EXERCISE AIM
Without pictures, repeat exactly the lines from the one containing "Could you point to the grass in" through the end of the entries.

>>>

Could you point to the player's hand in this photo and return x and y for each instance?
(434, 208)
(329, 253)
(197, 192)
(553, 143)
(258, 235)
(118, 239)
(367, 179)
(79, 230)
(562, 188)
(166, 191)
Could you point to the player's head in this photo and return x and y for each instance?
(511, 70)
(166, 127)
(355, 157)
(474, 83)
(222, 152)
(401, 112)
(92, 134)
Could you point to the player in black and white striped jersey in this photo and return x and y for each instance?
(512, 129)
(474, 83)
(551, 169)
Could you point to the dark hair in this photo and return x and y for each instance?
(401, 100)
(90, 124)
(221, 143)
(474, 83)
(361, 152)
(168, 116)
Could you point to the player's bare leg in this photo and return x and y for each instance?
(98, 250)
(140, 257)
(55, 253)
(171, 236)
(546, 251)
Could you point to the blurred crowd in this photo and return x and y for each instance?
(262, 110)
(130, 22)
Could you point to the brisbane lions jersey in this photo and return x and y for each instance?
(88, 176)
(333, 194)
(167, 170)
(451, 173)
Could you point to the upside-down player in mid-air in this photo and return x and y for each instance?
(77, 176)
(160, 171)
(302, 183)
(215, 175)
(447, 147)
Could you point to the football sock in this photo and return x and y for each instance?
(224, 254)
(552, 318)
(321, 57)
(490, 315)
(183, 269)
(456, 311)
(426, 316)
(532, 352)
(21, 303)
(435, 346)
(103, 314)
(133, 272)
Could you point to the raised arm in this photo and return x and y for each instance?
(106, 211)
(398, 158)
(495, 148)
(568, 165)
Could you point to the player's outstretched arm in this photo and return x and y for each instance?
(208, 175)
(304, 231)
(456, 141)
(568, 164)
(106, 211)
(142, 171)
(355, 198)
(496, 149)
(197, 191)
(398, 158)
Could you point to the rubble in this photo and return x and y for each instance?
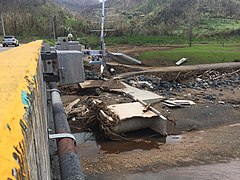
(199, 81)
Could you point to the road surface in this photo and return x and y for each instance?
(5, 48)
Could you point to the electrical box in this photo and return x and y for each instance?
(64, 44)
(70, 65)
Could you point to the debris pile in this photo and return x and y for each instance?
(195, 80)
(93, 115)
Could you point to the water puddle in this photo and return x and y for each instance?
(138, 141)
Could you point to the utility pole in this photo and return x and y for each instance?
(3, 29)
(54, 29)
(102, 33)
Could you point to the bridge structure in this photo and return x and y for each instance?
(25, 122)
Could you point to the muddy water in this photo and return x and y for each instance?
(138, 141)
(223, 171)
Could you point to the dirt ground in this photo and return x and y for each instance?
(205, 133)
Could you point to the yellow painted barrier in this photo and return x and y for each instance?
(17, 70)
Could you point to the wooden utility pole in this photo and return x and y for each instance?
(3, 28)
(54, 29)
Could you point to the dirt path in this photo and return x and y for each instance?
(233, 65)
(196, 148)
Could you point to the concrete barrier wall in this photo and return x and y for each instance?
(24, 152)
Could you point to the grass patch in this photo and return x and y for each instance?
(198, 54)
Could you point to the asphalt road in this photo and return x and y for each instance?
(5, 48)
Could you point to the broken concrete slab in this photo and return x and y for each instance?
(178, 103)
(137, 117)
(142, 95)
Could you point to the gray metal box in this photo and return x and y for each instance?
(70, 64)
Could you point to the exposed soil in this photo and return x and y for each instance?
(206, 133)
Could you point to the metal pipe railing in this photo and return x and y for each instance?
(69, 161)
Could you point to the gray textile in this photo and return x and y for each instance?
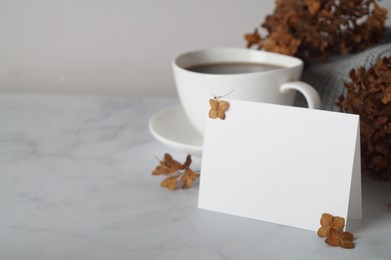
(327, 78)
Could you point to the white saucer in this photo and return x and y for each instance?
(172, 128)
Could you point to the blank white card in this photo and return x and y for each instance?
(282, 164)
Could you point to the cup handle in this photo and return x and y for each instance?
(310, 94)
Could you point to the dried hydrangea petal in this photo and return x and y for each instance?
(326, 220)
(338, 222)
(334, 234)
(347, 244)
(320, 28)
(323, 231)
(347, 236)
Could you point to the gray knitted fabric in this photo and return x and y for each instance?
(327, 78)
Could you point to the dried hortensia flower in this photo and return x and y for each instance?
(319, 28)
(369, 95)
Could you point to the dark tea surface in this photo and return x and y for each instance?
(232, 67)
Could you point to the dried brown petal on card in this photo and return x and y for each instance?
(218, 108)
(338, 222)
(323, 231)
(334, 233)
(187, 163)
(252, 38)
(171, 163)
(213, 108)
(326, 220)
(170, 182)
(347, 244)
(188, 177)
(347, 236)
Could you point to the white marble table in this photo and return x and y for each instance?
(75, 183)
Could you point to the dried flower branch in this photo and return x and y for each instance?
(179, 174)
(369, 95)
(319, 28)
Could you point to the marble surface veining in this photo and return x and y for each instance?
(75, 183)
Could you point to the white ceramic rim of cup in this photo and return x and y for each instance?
(213, 55)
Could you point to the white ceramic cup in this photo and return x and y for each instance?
(278, 86)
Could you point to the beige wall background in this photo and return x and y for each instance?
(120, 47)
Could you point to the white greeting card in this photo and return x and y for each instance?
(282, 164)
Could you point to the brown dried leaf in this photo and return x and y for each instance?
(347, 244)
(338, 223)
(332, 242)
(170, 182)
(347, 236)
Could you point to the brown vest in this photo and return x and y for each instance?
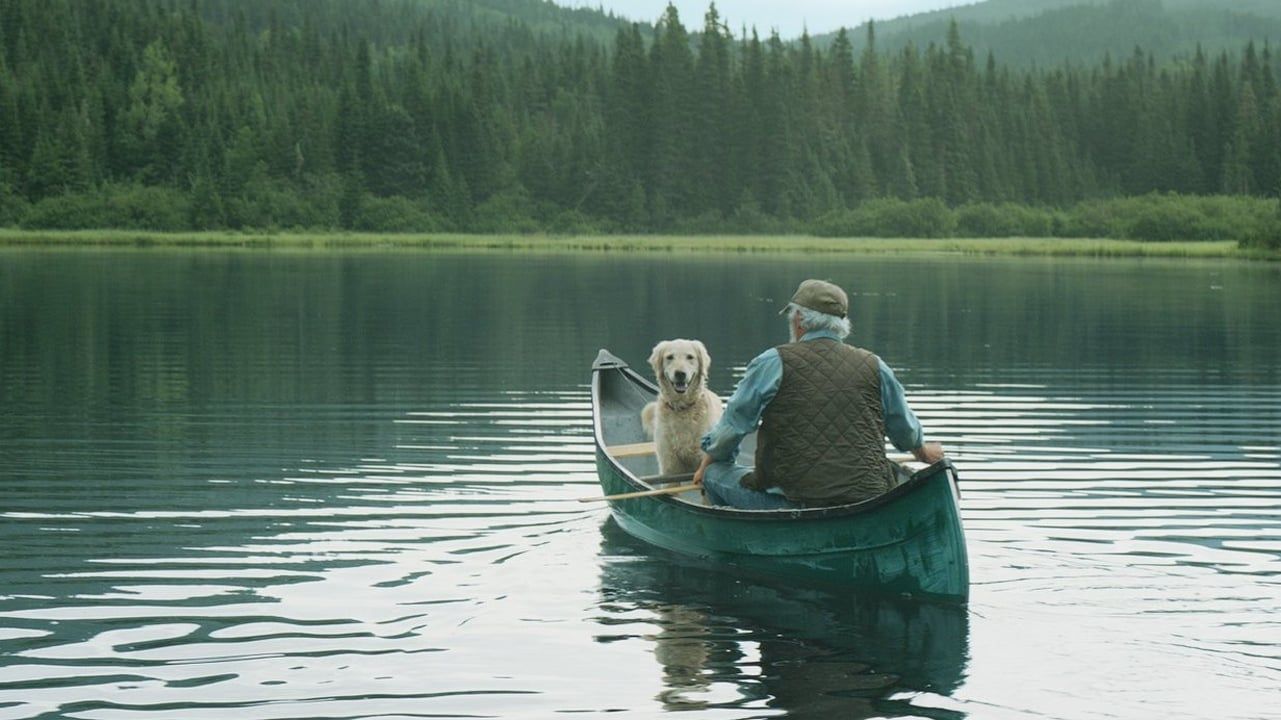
(823, 436)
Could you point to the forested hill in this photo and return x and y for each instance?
(487, 115)
(1049, 32)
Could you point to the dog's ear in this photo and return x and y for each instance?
(656, 356)
(705, 360)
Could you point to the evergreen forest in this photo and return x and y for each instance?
(516, 115)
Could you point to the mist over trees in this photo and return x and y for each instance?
(496, 115)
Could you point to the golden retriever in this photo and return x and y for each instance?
(685, 409)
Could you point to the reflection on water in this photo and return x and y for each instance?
(345, 486)
(718, 638)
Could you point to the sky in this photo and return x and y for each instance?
(788, 16)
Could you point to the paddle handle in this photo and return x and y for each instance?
(671, 490)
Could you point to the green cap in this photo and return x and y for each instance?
(821, 296)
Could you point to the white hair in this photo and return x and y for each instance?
(815, 320)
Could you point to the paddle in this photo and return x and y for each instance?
(669, 490)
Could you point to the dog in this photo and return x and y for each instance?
(685, 409)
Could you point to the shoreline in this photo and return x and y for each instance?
(1012, 246)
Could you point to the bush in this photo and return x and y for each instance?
(13, 206)
(1267, 232)
(1162, 218)
(511, 210)
(889, 218)
(393, 214)
(265, 204)
(984, 219)
(574, 222)
(114, 206)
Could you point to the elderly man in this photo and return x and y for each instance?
(824, 410)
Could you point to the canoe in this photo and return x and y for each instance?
(908, 541)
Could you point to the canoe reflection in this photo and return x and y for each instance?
(724, 641)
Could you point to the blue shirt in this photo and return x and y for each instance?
(761, 383)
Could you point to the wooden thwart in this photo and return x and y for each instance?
(633, 450)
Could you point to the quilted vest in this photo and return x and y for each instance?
(823, 436)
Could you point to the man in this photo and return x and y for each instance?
(824, 410)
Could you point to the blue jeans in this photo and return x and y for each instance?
(721, 483)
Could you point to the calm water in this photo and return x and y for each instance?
(283, 486)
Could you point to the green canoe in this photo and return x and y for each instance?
(907, 541)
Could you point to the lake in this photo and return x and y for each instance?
(343, 484)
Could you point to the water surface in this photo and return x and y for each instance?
(285, 486)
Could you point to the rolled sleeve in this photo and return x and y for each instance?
(743, 411)
(901, 423)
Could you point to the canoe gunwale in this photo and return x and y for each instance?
(607, 361)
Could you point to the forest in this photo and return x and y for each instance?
(514, 115)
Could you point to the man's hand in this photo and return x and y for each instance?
(702, 469)
(929, 452)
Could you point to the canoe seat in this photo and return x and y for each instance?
(633, 450)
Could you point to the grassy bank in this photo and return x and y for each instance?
(632, 244)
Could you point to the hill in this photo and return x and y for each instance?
(1052, 32)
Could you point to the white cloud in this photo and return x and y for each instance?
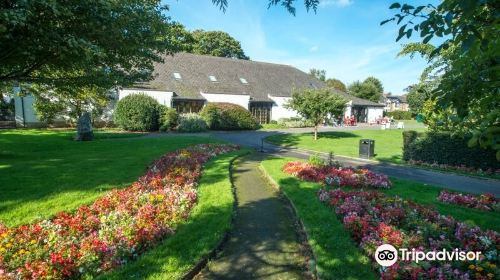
(337, 3)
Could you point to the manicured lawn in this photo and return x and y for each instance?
(388, 143)
(43, 172)
(337, 255)
(194, 239)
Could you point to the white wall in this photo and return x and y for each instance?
(238, 99)
(375, 113)
(278, 111)
(163, 97)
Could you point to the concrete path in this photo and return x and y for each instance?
(263, 243)
(254, 139)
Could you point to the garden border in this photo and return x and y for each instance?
(300, 229)
(201, 264)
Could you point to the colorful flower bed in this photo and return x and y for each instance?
(337, 176)
(374, 219)
(113, 230)
(460, 168)
(486, 202)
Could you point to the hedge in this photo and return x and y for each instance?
(137, 112)
(226, 116)
(444, 148)
(400, 115)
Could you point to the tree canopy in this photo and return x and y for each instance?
(316, 105)
(465, 61)
(318, 74)
(216, 43)
(100, 43)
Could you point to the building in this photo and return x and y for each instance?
(395, 103)
(187, 82)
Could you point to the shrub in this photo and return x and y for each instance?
(444, 148)
(226, 116)
(191, 122)
(400, 115)
(137, 112)
(294, 122)
(169, 119)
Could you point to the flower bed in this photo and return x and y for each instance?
(374, 219)
(459, 168)
(338, 177)
(113, 230)
(486, 202)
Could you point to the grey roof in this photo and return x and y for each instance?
(263, 78)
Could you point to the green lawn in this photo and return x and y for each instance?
(388, 143)
(194, 239)
(337, 255)
(43, 172)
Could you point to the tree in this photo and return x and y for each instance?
(336, 84)
(365, 90)
(102, 43)
(377, 83)
(318, 74)
(468, 81)
(417, 95)
(217, 43)
(316, 105)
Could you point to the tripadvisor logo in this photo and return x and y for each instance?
(387, 255)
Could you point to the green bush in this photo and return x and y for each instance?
(137, 112)
(169, 119)
(443, 148)
(226, 116)
(294, 122)
(191, 122)
(400, 115)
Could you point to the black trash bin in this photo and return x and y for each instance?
(366, 148)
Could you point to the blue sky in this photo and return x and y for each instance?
(344, 37)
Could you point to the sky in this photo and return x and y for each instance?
(344, 37)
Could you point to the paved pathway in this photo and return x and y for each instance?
(452, 181)
(263, 243)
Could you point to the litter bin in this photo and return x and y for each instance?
(366, 148)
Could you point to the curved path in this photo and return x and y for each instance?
(457, 182)
(263, 243)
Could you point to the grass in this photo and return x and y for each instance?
(336, 254)
(426, 194)
(388, 143)
(43, 172)
(194, 239)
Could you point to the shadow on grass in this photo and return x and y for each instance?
(44, 172)
(293, 140)
(337, 255)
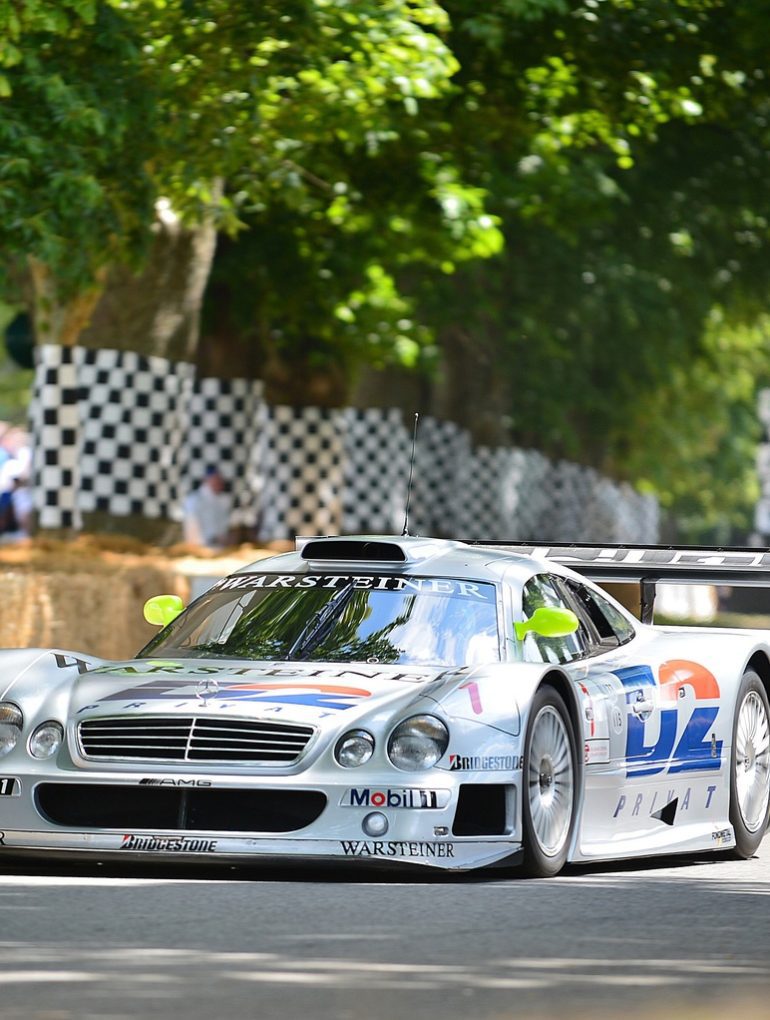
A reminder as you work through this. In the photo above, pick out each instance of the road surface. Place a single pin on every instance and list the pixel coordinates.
(666, 938)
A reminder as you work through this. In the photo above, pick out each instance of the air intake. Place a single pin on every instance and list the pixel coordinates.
(341, 550)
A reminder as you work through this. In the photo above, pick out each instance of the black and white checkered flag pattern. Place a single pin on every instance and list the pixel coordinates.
(122, 434)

<<<

RESPONSE TO THIS TASK
Could you point to the grass in this photo and return x and y for each instance?
(336, 254)
(426, 194)
(388, 143)
(43, 172)
(194, 239)
Could you point to the shadow on grass in this photo and return x and y for each instance?
(44, 172)
(293, 140)
(337, 255)
A reminder as you work through this. In the photo above, pick out each instance of the road surface. Place a single pin on every instance and list the pixel coordinates.
(666, 938)
A reminder as you work through this. In the photo above, pick out each instance of the air intake. Place a single pin on every instance and list the pixel coordinates.
(341, 550)
A reminder as you work through this. In the photo above, pick out each instance of the black and white checkered flag pattern. Place a single pin on every instance and list the pixel coordinates.
(122, 434)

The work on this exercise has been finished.